**Problem to solve:** Please repeat every line below exactly, from the first to the last.

[[ Source information open ]]

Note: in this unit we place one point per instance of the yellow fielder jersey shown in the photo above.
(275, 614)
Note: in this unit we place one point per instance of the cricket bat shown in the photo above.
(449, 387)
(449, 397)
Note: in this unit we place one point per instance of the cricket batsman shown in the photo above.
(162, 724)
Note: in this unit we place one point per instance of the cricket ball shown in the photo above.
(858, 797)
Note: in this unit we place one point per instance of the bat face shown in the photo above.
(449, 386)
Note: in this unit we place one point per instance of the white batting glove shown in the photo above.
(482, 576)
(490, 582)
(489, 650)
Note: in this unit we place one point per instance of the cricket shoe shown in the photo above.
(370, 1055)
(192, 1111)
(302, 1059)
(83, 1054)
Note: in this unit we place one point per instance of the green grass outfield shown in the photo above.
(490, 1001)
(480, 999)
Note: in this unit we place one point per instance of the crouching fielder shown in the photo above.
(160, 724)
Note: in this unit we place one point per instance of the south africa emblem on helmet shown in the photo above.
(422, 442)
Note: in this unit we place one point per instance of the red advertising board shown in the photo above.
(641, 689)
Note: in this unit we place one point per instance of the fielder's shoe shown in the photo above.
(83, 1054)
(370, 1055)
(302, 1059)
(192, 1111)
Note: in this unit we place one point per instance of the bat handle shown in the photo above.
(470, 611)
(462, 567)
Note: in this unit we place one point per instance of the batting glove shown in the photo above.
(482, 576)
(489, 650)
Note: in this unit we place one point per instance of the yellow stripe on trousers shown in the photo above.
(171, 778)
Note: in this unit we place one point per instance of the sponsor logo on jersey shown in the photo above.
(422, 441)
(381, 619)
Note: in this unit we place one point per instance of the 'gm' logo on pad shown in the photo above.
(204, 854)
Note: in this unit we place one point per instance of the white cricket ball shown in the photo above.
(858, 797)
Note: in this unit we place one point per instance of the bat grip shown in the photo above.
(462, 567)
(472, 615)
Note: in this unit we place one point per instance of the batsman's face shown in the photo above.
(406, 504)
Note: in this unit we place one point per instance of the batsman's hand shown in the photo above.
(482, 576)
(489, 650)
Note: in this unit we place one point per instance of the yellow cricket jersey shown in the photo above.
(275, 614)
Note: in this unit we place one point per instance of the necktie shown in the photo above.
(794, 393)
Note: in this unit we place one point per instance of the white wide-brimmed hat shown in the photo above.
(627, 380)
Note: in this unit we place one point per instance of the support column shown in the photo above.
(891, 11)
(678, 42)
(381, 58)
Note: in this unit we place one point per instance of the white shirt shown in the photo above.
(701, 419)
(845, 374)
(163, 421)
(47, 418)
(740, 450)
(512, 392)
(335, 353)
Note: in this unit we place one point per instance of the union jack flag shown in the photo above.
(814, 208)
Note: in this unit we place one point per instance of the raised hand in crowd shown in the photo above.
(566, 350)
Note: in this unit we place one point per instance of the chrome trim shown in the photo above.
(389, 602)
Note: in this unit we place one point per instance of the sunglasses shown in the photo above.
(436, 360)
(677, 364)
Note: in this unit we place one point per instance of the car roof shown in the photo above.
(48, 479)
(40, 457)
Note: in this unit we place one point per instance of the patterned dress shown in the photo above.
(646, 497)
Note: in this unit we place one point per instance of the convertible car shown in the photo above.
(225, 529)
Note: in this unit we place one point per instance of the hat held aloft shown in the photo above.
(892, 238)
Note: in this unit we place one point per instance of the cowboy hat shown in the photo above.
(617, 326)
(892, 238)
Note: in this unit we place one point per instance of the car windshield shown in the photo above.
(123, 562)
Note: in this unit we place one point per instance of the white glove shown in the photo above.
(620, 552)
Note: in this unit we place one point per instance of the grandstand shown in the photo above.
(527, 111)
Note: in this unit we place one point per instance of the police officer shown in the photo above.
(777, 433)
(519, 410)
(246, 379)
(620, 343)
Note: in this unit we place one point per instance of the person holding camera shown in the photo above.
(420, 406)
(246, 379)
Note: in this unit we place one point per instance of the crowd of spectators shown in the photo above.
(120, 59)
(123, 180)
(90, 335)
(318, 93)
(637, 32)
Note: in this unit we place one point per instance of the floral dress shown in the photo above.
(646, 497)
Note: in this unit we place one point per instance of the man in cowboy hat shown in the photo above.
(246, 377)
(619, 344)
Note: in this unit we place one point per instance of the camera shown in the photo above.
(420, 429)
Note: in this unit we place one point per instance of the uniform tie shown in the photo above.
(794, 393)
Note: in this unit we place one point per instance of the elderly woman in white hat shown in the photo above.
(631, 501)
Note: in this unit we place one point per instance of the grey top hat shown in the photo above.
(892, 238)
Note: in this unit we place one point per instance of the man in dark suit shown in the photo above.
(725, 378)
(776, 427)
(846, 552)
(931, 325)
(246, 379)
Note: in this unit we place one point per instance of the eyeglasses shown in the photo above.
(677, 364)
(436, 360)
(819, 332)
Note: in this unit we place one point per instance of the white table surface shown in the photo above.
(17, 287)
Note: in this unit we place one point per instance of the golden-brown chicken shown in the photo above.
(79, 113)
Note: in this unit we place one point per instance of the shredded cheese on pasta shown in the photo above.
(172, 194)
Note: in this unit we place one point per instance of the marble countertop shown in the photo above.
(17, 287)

[[ Source information closed ]]

**Solution for this problem:**
Note: in this unit we place one point per instance of the yellow fielder jersey shown in the photo above.
(275, 614)
Note: in this unit we place one point per instance of the cricket bat shown in the photo above.
(449, 387)
(449, 397)
Note: in this unit we place one point per instance of the cricket batsman shown in the photo above.
(162, 724)
Note: in this unit we place one point per instance of the cricket ball shown in the photo above.
(858, 797)
Note: in this unit we place one point per instance of the bat face shown in the photo above.
(449, 386)
Note: in this unit we place one point per instance of the white batting glove shown in the photo above.
(482, 576)
(490, 582)
(489, 650)
Note: in this unit we place one point per instance of the cricket shoe shown in the photo above.
(370, 1055)
(192, 1111)
(302, 1059)
(83, 1054)
Note: in this unit we place one point per instance of the green grass outfield shown in the photo above.
(490, 1001)
(480, 999)
Note: in this unit we place one point per instance of the crouching fielder shown in the photo above.
(160, 724)
Note: in this unit we place one point per instance of the south africa emblem on helmet shown in the photo above.
(422, 442)
Note: in this unit we place one point per instance of the red advertising board shown in the photo above.
(641, 689)
Note: in this unit we place one point per instance of the fielder's shoe shown in the photo above.
(83, 1054)
(370, 1055)
(302, 1059)
(192, 1111)
Note: in this unit we place one point per instance of the bat handle shown in the photo above.
(470, 611)
(462, 567)
Note: in this unit we place one point per instance of the batting glove shown in the photo above.
(482, 576)
(489, 650)
Note: in this unit we place one point per instance of the yellow stripe on trousers shown in the photo above.
(171, 778)
Note: in this unit we place one point per instance of the sponsor logo on jersey shown in the photo above.
(422, 441)
(381, 619)
Note: in this unit we place one point per instance of the 'gm' logo on pad shown in the photo above.
(204, 854)
Note: in this unit we place one point per instance of the white cricket ball shown in the photo above.
(858, 797)
Note: in this unit we place one point per instance of the bat grip shown in the photo above.
(462, 567)
(472, 615)
Note: in this unit we place one point per instance of the batsman's face shown in the photo above.
(406, 504)
Note: in this unit we place one point per instance of the batsman's hand shown in the photo above.
(482, 576)
(489, 650)
Note: in this unit we place one point per instance of the yellow cricket jersey shown in the photo above.
(275, 614)
Note: in this unit we place one point per instance of the necktie shown in the photo above.
(794, 393)
Note: in this unit we place one point per instance of the white wide-brimmed hat shown in the photo above.
(627, 380)
Note: in this unit we place one point per instance of the support column shown in the photo above.
(891, 11)
(678, 42)
(381, 58)
Note: in this unit we place one point per instance of the white shirt shown in the photo above.
(701, 419)
(845, 374)
(163, 421)
(47, 418)
(740, 450)
(512, 392)
(335, 353)
Note: in this unit we place one point per instance of the union jack flag shown in the photo above.
(814, 208)
Note: in this unit we place one point per instance of the raised hand in crowd shown in the photo above.
(566, 350)
Note: in this unit we place one point per instance of the chrome trim shown in the photo above.
(389, 602)
Note: in this unit we place one point per instance of the sunglasses shown in the photo above.
(436, 360)
(677, 364)
Note: in this unit we place one point per instance of the car roof shown in the photo above.
(48, 479)
(40, 457)
Note: in this unit we place one point per instance of the patterned dress shown in the photo above.
(646, 497)
Note: in this unit we place one point per instance of the convertible car shown in the photo above.
(225, 529)
Note: in this unit we place one point per instance of the hat held aloft shown in the photo above.
(892, 238)
Note: in this unit we place one point per instance of the cowboy hat shown in the photo above.
(617, 326)
(892, 238)
Note: in this unit we place one point per instance of the car windshield shown in the photo above.
(123, 562)
Note: in this unit we place one point per instance of the white glove shown in the photo above.
(620, 552)
Note: in this unit we place one point per instance of the grandstand shown in the photo above.
(527, 111)
Note: in this unit we place one point per instance of the police officer shown in the photo above.
(777, 433)
(519, 410)
(246, 379)
(620, 343)
Note: in this unit we place one point per instance of the person holding camera shown in the photo above.
(420, 406)
(246, 379)
Note: in this unit we place one point per instance of the crowd of spectators shown in the photo above.
(120, 59)
(123, 180)
(90, 335)
(318, 93)
(637, 32)
Note: in this unit we place one point per instance of the floral dress shown in the photo above.
(646, 497)
Note: in this unit we place one point per instance of the man in cowboy hat shown in the photo above.
(246, 377)
(619, 344)
Note: in this unit we place one point per instance of the camera shown in the photo above.
(420, 429)
Note: in this unit we place one point per instance of the uniform tie shown in the photo above.
(794, 393)
Note: in this unit we place one point per instance of the elderly woman in white hat shown in the photo above.
(631, 501)
Note: in this unit we place one point per instance of the grey top hat shown in the photo above.
(892, 238)
Note: in this unit we place one point per instance of the man in dark suit shown in the photo above.
(725, 378)
(776, 427)
(846, 552)
(931, 325)
(246, 379)
Note: in this unit we place one point per instance of the eyeglasses shown in the photo above.
(677, 364)
(436, 360)
(819, 332)
Note: in this unit we place one point per instance of the white table surface shown in the photo above.
(17, 287)
Note: in this unit we place one point per instance of the golden-brown chicken shown in the photo above.
(79, 113)
Note: in this unit we place one point per instance of the shredded cheese on pasta shown in the photo above.
(172, 194)
Note: in this unit we place one point per instance of the marble countertop shown in the photo above.
(17, 287)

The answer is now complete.